Exercise details — Scan the data for "human" and copy the lines it appears in.

** Opening Material for this task block **

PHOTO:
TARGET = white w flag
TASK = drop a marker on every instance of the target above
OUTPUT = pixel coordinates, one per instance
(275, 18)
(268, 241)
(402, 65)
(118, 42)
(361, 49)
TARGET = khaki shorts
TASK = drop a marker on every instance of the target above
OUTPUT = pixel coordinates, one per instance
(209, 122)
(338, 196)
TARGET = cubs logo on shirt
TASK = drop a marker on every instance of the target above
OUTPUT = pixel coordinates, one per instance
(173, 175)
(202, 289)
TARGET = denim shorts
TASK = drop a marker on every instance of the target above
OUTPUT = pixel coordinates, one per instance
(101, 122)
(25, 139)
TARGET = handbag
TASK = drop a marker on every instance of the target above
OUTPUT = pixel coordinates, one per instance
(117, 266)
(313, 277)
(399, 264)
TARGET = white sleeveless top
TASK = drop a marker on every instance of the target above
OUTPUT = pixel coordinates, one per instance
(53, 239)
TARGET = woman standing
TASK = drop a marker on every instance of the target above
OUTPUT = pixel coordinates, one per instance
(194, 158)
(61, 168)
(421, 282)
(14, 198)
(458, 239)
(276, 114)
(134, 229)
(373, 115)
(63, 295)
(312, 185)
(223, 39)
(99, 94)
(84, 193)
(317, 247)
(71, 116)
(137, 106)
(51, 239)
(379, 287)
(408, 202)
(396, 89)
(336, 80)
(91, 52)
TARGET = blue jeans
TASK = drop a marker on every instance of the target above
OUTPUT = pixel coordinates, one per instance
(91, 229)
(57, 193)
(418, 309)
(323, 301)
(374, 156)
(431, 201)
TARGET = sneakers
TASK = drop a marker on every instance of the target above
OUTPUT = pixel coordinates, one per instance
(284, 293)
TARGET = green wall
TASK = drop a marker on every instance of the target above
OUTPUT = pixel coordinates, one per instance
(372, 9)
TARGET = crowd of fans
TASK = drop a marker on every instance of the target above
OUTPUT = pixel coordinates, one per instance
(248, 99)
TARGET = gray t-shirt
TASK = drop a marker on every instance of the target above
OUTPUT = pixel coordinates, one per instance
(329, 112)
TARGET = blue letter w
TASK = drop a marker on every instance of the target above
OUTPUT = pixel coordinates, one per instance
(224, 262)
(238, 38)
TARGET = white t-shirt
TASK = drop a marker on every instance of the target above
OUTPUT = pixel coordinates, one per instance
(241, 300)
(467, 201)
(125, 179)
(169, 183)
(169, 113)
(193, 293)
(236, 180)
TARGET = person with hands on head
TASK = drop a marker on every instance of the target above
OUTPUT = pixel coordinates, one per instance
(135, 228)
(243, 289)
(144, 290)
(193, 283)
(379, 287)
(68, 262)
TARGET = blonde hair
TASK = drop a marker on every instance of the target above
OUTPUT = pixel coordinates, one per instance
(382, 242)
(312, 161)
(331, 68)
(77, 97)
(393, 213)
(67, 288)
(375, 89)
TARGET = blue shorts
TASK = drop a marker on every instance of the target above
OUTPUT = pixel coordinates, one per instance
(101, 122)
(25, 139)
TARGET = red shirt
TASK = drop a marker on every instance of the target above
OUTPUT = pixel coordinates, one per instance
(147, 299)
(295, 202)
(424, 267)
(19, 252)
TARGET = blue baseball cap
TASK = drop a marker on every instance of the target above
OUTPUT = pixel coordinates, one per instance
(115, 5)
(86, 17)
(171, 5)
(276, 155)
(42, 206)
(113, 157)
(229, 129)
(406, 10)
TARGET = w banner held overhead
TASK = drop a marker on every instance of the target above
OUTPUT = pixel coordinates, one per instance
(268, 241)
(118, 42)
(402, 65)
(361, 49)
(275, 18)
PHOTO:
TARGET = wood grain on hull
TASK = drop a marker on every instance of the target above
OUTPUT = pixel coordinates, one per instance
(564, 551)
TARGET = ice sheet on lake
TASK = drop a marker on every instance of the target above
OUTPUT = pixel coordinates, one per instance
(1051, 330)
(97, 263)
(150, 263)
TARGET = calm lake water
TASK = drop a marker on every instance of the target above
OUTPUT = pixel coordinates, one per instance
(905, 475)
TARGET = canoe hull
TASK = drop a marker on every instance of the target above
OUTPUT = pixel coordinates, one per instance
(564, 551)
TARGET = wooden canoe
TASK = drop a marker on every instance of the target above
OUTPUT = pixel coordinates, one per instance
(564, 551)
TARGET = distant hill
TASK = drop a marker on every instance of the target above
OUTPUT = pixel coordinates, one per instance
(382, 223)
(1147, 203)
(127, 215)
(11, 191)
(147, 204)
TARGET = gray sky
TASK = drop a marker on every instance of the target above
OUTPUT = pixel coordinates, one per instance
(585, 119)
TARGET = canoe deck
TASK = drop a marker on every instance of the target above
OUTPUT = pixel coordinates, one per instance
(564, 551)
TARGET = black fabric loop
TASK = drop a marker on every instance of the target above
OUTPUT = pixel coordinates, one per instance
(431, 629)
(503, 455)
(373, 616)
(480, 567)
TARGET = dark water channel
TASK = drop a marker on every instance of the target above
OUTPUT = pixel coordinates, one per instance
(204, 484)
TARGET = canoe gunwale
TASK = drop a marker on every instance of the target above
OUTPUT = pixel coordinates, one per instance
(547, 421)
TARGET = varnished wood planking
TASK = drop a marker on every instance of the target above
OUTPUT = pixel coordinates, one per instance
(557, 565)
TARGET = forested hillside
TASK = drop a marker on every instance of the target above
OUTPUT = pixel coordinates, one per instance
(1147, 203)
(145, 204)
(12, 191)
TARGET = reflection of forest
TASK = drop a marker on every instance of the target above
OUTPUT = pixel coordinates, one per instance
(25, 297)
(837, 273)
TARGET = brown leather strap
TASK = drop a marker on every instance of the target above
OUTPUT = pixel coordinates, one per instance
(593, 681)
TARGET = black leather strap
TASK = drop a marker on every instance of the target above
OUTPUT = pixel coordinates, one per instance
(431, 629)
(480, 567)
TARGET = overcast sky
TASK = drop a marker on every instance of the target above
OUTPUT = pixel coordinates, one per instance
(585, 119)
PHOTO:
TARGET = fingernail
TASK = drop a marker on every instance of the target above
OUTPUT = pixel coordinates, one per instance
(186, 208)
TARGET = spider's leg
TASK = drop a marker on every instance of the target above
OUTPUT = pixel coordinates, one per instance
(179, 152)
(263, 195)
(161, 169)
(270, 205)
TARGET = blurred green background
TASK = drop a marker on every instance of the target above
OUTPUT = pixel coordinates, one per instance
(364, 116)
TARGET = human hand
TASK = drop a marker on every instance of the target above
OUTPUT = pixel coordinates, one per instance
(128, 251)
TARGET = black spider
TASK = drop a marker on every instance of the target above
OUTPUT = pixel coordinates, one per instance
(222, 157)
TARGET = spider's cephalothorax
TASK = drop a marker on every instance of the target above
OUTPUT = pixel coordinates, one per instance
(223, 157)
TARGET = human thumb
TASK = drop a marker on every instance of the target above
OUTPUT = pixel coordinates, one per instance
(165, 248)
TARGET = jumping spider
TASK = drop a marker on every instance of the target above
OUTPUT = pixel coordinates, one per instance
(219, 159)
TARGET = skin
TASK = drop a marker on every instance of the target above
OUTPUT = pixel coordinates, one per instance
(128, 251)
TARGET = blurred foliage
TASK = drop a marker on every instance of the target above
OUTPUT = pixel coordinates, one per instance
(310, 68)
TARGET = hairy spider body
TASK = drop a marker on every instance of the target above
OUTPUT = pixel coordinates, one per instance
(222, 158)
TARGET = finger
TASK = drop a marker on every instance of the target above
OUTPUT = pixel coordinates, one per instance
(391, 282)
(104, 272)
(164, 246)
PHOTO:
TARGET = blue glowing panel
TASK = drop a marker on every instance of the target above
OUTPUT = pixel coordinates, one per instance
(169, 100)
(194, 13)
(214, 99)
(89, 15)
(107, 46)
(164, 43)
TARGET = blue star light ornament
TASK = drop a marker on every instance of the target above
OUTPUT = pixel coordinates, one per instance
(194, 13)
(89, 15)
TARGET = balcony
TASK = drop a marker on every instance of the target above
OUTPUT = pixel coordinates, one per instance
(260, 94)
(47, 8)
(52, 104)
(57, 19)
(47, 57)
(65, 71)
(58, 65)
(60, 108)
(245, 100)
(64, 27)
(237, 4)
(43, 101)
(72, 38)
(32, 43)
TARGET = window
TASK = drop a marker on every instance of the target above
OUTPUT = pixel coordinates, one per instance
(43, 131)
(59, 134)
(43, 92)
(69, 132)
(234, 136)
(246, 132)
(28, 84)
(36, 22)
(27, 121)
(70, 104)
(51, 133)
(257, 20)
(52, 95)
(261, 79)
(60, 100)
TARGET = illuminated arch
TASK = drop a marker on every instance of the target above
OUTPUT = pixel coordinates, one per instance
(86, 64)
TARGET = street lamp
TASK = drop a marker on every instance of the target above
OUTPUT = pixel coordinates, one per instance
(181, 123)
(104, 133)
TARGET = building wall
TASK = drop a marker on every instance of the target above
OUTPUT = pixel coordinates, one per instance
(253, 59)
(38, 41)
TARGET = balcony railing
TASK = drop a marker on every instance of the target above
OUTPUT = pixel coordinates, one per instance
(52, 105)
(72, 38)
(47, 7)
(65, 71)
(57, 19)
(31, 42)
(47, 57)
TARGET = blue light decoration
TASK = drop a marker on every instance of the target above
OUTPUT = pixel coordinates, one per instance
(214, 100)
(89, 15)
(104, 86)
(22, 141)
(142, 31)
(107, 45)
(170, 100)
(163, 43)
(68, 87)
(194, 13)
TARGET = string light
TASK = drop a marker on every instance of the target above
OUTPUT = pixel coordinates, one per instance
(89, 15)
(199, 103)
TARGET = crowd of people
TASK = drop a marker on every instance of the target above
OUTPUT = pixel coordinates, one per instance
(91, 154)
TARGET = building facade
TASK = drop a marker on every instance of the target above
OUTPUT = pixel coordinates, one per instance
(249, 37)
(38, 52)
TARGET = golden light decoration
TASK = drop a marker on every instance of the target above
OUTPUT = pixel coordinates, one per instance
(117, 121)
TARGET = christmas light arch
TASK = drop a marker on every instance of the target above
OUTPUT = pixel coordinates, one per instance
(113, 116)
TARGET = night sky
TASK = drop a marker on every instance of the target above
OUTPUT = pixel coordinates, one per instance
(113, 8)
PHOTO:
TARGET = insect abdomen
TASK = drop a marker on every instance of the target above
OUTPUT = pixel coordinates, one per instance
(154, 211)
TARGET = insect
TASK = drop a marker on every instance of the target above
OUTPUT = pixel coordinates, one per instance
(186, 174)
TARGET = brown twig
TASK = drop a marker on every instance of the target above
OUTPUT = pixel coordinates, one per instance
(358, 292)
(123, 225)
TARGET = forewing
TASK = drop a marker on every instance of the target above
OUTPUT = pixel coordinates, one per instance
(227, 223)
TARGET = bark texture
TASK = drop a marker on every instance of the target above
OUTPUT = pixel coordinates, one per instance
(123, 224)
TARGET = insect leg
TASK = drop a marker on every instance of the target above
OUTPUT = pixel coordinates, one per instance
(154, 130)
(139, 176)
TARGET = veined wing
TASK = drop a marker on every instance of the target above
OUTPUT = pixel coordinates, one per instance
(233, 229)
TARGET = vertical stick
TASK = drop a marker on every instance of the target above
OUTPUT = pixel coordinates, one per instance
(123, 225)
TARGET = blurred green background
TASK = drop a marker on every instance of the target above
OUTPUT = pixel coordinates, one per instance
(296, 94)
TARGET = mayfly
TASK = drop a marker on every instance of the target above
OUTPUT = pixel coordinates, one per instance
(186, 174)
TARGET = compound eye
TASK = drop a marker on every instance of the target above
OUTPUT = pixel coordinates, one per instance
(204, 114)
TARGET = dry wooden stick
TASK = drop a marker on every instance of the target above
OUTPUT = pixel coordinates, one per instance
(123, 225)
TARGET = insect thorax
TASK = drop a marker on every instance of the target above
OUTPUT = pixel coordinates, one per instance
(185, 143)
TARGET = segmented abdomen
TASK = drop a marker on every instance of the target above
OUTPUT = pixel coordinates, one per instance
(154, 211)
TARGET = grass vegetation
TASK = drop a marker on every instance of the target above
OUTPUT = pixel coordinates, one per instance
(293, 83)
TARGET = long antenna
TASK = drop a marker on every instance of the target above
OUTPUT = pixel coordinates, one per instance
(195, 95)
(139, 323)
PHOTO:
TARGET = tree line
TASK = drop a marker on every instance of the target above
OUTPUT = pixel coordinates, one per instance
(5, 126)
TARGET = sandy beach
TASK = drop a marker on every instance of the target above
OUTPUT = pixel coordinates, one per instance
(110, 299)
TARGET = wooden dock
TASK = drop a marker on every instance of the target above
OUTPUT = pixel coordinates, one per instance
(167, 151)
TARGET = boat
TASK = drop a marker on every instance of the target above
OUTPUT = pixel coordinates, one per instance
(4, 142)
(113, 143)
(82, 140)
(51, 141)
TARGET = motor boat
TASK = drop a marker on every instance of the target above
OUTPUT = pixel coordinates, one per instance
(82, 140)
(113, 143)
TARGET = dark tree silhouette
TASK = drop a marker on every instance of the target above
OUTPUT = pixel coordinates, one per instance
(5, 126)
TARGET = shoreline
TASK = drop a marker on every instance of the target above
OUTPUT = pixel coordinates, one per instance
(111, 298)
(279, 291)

** Closing Material for this task block **

Solution below —
TARGET = human hand
TARGET = human thumb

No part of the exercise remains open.